→ TRECHO EXIBIDO:
★ ★ ★ ★ ★ ★ ★
O empresário Henrique Chagas morreu em um estabelecimento que não tinha autorização para trabalhar com fenol (Crédito:Divulgação )

O problema é que não há consenso nem mesmo entre os médicos a respeito de como proceder em relação aos tratamentos realizados com produtos considerados perigosos, cuja manipulação só deveria ser feita por profissionais altamente especializados. É essa a questão de fundo que opõe atualmente o Conselho Federal de Medicina (CFM) e o Conselho Regional de Medicina (Cremesp) sobre o uso do polimetilmetacrilato, o chamado PMMA, substância utilizada no preenchimento corporal.

“Não recomendamos usar o PMMA para fins estéticos. É indicado para restauração óssea.”
Alexandre Kataoka, do Cremesp

O Cremesp enviou à Agência Nacional de Vigilância Sanitária (Anvisa) uma notificação solicitando a proibição da venda do PMMA em todo o País. Antes disso, havia solicitado a mesma medida sobre a comercialização de produtos que usam o fenol para procedimentos estéticos.

As duas ações irritaram o CFM, que enviou ofício ao conselho paulista solicitando a suspensão dos dois pedidos à Anvisa, que ainda analisa os casos. A alegação inicial é de que tais medidas são da alçada do CFM, por se tratarem de assuntos de âmbito federal.

No fundo, ainda há uma divergência entre as entidades na maneira de tratar o uso das duas substâncias, vendidas livremente pela internet e manipuladas por profissionais sem a qualificação necessária na aplicação de tratamentos estéticos.

O problema mais recente ocorreu em Goiânia no começo de julho e vitimou a modelo e influencer digital Aline Ferreira da Silva, de 33 anos. Ela morreu depois de se submeter a um procedimento para aumentar os glúteos na clinica Amese.

A Polícia Civil investiga se a clínica estava habilitada a realizar a intervenção e prendeu a dona do estabelecimento, a empresária Gracielly da Silva Barbosa.

Em junho, em São Paulo, o empresário Henrique Chagas morreu ao passar por um tratamento no rosto, o peeling de fenol, na clínica Studio Nathalia Becker.
★ ★ ★ ★ ★ ★ ★
[Registros tirados de um conjunto de dados]
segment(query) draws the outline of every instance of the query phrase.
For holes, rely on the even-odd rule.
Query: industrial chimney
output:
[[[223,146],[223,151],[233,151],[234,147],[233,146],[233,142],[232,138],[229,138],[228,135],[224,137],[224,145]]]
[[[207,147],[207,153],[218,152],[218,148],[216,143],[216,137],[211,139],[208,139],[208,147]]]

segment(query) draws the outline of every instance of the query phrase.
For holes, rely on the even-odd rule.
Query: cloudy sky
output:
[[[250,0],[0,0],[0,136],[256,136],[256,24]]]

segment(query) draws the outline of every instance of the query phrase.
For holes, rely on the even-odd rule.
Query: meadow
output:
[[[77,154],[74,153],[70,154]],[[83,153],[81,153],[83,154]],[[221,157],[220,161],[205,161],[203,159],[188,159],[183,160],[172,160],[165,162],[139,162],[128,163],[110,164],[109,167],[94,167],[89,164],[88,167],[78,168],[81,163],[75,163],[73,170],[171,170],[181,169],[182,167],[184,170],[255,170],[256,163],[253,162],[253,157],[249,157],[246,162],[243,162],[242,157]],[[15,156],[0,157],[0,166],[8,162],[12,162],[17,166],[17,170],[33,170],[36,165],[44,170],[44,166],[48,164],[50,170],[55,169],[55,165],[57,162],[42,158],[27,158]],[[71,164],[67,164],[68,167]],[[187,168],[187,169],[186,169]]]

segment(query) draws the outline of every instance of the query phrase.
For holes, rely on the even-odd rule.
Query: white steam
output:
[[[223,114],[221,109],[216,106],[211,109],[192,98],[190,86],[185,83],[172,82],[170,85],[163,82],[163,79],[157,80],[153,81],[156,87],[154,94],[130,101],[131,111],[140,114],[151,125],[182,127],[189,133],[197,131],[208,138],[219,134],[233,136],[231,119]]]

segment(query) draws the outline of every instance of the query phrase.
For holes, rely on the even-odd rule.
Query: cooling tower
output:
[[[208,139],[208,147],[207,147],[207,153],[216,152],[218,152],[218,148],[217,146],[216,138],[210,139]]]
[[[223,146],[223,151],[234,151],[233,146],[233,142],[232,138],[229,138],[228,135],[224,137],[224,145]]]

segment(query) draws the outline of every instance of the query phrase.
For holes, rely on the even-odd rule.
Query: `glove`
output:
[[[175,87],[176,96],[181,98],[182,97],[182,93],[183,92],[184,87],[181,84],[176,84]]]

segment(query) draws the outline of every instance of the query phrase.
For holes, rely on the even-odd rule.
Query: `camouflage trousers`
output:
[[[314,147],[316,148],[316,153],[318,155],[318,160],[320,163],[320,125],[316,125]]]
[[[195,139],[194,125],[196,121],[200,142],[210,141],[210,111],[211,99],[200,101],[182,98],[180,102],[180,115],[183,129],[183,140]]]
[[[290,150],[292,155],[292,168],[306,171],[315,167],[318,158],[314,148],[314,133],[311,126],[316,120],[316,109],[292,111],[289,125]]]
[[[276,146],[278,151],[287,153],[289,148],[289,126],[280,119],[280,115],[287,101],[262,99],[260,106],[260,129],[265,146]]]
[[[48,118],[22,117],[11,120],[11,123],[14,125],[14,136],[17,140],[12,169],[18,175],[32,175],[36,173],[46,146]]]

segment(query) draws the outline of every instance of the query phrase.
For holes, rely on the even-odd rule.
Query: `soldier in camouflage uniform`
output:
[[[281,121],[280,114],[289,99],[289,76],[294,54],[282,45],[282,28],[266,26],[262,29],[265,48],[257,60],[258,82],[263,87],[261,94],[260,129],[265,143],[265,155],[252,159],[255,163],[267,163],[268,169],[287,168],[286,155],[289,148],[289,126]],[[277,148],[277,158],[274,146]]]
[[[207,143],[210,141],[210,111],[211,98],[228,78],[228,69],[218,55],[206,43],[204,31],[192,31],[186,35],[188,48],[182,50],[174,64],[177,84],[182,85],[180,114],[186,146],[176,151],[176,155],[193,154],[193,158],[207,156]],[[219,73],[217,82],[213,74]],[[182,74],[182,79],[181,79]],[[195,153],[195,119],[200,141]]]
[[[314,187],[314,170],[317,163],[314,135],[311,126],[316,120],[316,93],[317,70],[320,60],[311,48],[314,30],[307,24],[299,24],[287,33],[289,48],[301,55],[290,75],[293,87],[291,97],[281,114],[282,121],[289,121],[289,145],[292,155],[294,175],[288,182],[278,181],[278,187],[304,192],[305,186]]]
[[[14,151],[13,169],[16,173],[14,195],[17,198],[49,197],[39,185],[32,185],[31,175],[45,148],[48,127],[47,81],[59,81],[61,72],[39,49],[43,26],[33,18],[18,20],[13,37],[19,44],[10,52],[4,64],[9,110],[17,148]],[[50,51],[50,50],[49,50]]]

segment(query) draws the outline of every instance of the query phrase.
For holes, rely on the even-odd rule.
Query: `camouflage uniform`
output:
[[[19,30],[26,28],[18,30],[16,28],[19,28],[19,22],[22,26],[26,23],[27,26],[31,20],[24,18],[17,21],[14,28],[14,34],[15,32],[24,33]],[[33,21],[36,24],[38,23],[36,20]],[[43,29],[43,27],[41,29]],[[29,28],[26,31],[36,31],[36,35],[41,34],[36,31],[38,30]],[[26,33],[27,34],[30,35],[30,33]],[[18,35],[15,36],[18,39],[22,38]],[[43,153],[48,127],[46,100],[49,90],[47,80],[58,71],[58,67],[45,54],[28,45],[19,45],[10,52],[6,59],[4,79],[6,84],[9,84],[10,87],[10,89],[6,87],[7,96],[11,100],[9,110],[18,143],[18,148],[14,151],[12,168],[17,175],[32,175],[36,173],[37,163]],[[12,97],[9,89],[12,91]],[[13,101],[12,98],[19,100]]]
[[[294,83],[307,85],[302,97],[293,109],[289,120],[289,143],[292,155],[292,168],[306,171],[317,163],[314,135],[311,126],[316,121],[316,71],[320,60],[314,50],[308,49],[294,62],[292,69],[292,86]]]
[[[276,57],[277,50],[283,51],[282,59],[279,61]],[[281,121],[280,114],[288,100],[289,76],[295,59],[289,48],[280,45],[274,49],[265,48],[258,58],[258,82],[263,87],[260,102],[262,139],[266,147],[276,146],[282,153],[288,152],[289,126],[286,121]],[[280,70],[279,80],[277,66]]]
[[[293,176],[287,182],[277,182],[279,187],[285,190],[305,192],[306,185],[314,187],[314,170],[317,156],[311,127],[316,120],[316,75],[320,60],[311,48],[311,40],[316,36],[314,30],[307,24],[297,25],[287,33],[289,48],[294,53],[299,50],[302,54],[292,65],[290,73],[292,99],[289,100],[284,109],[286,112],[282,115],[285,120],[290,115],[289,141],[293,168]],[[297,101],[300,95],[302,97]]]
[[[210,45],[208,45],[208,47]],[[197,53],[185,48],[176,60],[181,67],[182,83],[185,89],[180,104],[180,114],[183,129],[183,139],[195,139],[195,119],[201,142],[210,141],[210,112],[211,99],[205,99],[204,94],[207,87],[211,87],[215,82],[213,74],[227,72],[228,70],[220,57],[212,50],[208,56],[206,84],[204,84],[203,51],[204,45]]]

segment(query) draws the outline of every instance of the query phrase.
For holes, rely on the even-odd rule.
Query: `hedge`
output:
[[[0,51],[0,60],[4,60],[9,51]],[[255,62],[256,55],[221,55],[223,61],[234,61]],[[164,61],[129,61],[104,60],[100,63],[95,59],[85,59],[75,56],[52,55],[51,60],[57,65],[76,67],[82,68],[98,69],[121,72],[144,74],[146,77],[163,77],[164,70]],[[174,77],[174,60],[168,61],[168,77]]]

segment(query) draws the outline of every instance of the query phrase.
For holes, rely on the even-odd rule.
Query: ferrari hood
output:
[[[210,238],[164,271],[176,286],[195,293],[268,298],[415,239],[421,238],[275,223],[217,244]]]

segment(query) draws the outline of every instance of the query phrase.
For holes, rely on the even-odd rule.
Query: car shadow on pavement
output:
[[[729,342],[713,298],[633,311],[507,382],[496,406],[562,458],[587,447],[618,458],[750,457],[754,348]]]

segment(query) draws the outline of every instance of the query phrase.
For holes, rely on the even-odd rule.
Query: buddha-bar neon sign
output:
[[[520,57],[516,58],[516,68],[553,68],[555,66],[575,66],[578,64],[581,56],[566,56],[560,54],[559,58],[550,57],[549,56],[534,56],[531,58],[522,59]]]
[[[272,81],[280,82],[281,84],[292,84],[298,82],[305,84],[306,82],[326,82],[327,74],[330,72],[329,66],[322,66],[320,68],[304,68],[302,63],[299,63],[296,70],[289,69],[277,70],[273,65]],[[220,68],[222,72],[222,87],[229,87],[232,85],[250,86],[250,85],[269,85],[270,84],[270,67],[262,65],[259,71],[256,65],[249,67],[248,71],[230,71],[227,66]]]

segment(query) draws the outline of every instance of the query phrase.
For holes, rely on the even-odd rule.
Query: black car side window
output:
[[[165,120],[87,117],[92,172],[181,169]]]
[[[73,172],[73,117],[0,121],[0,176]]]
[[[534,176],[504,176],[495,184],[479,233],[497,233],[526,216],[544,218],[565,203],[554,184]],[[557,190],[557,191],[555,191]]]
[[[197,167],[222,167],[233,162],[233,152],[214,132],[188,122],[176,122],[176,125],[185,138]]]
★ ★ ★ ★ ★ ★ ★
→ TAREFA A:
Responda com base no texto sobre o PMMA e o fenol:
(i) Que substância o Cremesp pediu à Anvisa que tivesse a venda proibida em todo o País?
(ii) Em que cidade e em que época do ano morreu Aline Ferreira da Silva?
(iii) Que tratamento Henrique Chagas fez e em qual clínica?
→ TAREFA B:
Escreva a continuação do texto sobre o PMMA e o fenol, começando logo depois da última frase.

→ RESPOSTA ESCRITA A:
(i) O polimetilmetacrilato, o PMMA.
(ii) Em Goiânia, no começo de julho.
(iii) Um peeling de fenol no rosto, na clínica Studio Nathalia Becker.

→ RESPOSTA ESCRITA B:
Laudo da polícia técnico-científica do Instituto Médico Legal (IML) concluiu que o empresário morreu por uma “parada cardiorrespiratória” causada por um “edema pulmonar agudo” ao inalar fenol.

• Nathalia Becker não possuía qualificação para fazer o procedimento, assim como sua clínica não tinha autorização para tal.

“Parada cardiorrespiratória causada por edema pulmonar agudo ao inalar fenol.”
Laudo do IML sobre a morte de Henrique Chagas

Qualificação

Oficialmente, CFM e Cremesp evitam divulgar informações sobre os pedidos de proibição dos produtos. À Anvisa, o CFM informou que está fazendo consultas na Sociedade Brasileira de Dermatologia (SBD) e na Sociedade Brasileira de Cirurgia Plástica (SBCP) para obter mais informações sobre a aplicação do PMMA, sobretudo para fins estéticos.

Anteriormente, a SBCP informou que não recomenda o uso do produto para fins estéticos, por conta do risco de efeitos colaterais como necroses, cegueira e embolias, que podem levar à morte.

Aline Ferreira da Silva, 33 anos, era modelo e infuencer digital. Morreu em uma clínica em Goiânia (Crédito:Divulgação )

O médico Alexandre Kataoka, diretor de comunicação do Cremesp, alerta que tanto o fenol como PMMA são produtos que só devem ser manuseados e manipulados por profissionais habilitados. “No caso do fenol, que é volátil e pode causar graves problemas pulmonares, é preciso que os locais que ofereçam tratamentos com o produto tenham recursos para fazer a recuperação do paciente em caso de problemas. E isso só é possível se houver um médico no local.”

“Fenol é volátil e pode causar graves problemas pulmonares.”
Alexandre Kataoka, do Cremesp

No caso do PMMA, ele ressalta que é orientação do Cremesp não recomendar o uso para fins estéticos. “É um produto muito utilizado em situações de restauração óssea.”

Kataoka diz que o consumidor precisa ser rigoroso na escolha do local e do profissional quando decidir se submeter a procedimentos estéticos. “O site do Cremesp permite fazer uma busca por médicos e empresas. Lá estão as informações sobre as qualificações de ambos. Também é possível ligar para as Vigilâncias Sanitárias municipais para obter essas informações.”